▸ **GIVEN DATA**

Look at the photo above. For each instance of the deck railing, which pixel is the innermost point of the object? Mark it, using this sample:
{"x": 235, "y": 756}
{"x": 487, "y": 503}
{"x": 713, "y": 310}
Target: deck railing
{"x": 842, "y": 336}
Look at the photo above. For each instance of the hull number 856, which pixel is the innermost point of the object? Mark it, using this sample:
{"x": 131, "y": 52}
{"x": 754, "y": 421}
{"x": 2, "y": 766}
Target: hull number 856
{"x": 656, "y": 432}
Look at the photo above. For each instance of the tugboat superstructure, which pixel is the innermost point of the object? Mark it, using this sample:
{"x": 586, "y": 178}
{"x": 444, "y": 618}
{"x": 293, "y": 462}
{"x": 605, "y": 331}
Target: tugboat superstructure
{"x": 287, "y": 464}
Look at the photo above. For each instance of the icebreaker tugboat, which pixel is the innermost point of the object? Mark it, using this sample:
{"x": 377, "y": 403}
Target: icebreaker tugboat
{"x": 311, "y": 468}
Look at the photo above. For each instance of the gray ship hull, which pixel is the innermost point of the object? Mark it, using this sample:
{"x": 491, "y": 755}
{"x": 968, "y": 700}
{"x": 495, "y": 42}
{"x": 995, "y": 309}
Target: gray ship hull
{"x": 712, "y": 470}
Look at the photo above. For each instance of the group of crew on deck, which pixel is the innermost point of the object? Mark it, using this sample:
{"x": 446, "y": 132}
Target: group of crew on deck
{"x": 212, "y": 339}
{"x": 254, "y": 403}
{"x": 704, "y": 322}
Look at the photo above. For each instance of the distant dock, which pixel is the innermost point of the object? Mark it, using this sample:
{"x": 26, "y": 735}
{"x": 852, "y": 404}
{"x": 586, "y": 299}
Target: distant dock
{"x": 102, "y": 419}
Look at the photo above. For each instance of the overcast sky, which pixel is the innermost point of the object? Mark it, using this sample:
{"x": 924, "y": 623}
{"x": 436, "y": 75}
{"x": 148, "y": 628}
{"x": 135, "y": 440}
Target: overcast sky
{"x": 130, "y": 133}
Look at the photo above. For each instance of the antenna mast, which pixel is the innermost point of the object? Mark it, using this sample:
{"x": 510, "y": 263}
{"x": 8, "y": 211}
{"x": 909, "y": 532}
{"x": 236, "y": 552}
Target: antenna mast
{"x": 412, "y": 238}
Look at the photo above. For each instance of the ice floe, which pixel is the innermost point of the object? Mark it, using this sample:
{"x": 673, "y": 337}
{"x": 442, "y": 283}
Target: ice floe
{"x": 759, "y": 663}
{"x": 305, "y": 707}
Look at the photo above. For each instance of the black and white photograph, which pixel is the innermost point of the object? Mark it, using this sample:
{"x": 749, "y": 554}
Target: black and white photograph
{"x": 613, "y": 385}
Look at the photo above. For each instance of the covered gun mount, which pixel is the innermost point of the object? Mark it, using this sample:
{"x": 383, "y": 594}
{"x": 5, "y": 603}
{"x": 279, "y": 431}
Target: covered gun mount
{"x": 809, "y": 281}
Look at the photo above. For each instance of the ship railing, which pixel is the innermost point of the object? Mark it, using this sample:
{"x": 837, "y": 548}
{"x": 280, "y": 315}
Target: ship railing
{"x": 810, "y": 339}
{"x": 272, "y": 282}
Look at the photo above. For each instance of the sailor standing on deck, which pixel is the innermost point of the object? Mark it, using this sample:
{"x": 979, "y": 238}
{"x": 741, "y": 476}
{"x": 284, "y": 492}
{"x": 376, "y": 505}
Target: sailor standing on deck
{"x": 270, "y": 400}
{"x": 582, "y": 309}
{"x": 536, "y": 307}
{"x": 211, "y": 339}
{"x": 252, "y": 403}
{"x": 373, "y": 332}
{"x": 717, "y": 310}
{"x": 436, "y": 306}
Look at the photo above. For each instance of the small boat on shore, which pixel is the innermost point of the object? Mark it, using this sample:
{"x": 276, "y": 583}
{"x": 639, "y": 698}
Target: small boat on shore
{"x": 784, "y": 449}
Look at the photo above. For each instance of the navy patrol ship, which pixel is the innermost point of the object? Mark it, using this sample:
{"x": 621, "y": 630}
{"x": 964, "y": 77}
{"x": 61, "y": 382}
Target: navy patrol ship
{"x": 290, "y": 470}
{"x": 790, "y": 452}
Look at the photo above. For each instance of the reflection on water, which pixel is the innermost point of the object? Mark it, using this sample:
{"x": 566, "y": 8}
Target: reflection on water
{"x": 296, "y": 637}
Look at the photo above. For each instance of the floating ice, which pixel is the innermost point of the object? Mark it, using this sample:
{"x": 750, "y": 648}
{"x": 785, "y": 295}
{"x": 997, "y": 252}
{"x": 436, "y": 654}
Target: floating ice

▸ **TASK TO CARRY OUT**
Reproduce all of the entries above word for word, line by line, in their original order.

▸ **EXERCISE SOLUTION**
Look at the photo above. For each instance of the deck railing, which pixel is the innermost point of the object? Mark it, using this sample:
{"x": 235, "y": 756}
{"x": 487, "y": 503}
{"x": 713, "y": 310}
Target: deck railing
{"x": 842, "y": 336}
Look at the photo above. For each instance of the hull number 856, which pixel is the innermost point of the object? Mark it, using this sample:
{"x": 131, "y": 52}
{"x": 754, "y": 421}
{"x": 2, "y": 766}
Target: hull number 856
{"x": 656, "y": 432}
Look at the photo above. For each instance of the tugboat superstructure, which pixel is the innermost point of the object? Mark it, using this sample:
{"x": 586, "y": 178}
{"x": 444, "y": 618}
{"x": 293, "y": 462}
{"x": 605, "y": 331}
Target: tugboat superstructure
{"x": 287, "y": 464}
Look at the photo above. For each instance of the icebreaker tugboat, which pixel is the innermost point of the object? Mark it, using this sample:
{"x": 377, "y": 403}
Target: icebreaker tugboat
{"x": 311, "y": 468}
Look at the photo above. For each instance of the gray ship hull, which pixel is the innermost point of the object? Mark it, using this sample:
{"x": 491, "y": 755}
{"x": 968, "y": 700}
{"x": 495, "y": 42}
{"x": 995, "y": 309}
Target: gray ship hull
{"x": 712, "y": 470}
Look at the photo above. For each instance of the group of crew on deck, which pixel is the innermost point of the object? Mark it, using this sample:
{"x": 446, "y": 132}
Target: group of crew on deck
{"x": 212, "y": 339}
{"x": 254, "y": 403}
{"x": 704, "y": 322}
Look at the photo above. For each instance of the distant dock, which pixel is the innermost point of the object? Mark it, using this sample:
{"x": 26, "y": 735}
{"x": 852, "y": 404}
{"x": 586, "y": 299}
Target: distant dock
{"x": 102, "y": 419}
Look at the photo above. For each instance of the overcast sky, which pixel is the innermost point of the object? Mark it, using this sample:
{"x": 924, "y": 623}
{"x": 436, "y": 75}
{"x": 148, "y": 628}
{"x": 135, "y": 440}
Target: overcast sky
{"x": 130, "y": 133}
Look at the photo above. For each instance of the antenna mast, which pixel is the innermost point of the object? Mark it, using this sample:
{"x": 510, "y": 263}
{"x": 8, "y": 211}
{"x": 909, "y": 532}
{"x": 236, "y": 552}
Target: antenna mast
{"x": 412, "y": 238}
Look at the photo above. For each instance of the ice floe, which pixel is the innermost point of the object? Mark it, using this sample:
{"x": 673, "y": 337}
{"x": 442, "y": 283}
Target: ice floe
{"x": 759, "y": 663}
{"x": 305, "y": 707}
Look at the photo above. For each instance of the black and white photograph, which pixel is the innermost point of the object? Mark it, using this sample:
{"x": 749, "y": 554}
Target: black and white photograph
{"x": 613, "y": 385}
Look at the photo above. For each instance of the covered gun mount, which pixel is the innermost point of the object? Mark it, using this sample:
{"x": 383, "y": 594}
{"x": 5, "y": 603}
{"x": 279, "y": 431}
Target: covered gun mount
{"x": 809, "y": 281}
Look at the photo above. For each instance of the ship railing, which pixel is the innermost point of the object? Mark it, using this sample:
{"x": 837, "y": 548}
{"x": 280, "y": 315}
Target: ship railing
{"x": 810, "y": 339}
{"x": 272, "y": 282}
Look at the photo above. For each instance of the sailor standing on deck, which pixel is the innermost point of the object? Mark it, using this sample:
{"x": 979, "y": 238}
{"x": 741, "y": 476}
{"x": 284, "y": 492}
{"x": 376, "y": 505}
Target: sailor standing on deck
{"x": 270, "y": 400}
{"x": 582, "y": 309}
{"x": 536, "y": 307}
{"x": 211, "y": 339}
{"x": 252, "y": 403}
{"x": 373, "y": 332}
{"x": 717, "y": 310}
{"x": 436, "y": 306}
Look at the photo above. For each instance of the small boat on shore, which pixel is the innermost point of the object? Mark it, using this sample:
{"x": 276, "y": 583}
{"x": 639, "y": 698}
Target: small boat on shore
{"x": 784, "y": 449}
Look at the photo above. For each instance of the navy patrol ship, which pixel is the innermost point of the object? Mark it, using this sample:
{"x": 621, "y": 630}
{"x": 964, "y": 77}
{"x": 61, "y": 382}
Target: navy patrol ship
{"x": 290, "y": 470}
{"x": 790, "y": 452}
Look at the photo above. For each instance of the reflection on water, which pixel is the innermost point of the object? Mark it, using this sample:
{"x": 566, "y": 8}
Target: reflection on water
{"x": 296, "y": 637}
Look at the photo above. For each instance of the floating ice, which pixel is the innermost point of the object? Mark it, using this sample:
{"x": 750, "y": 648}
{"x": 785, "y": 295}
{"x": 997, "y": 252}
{"x": 436, "y": 654}
Target: floating ice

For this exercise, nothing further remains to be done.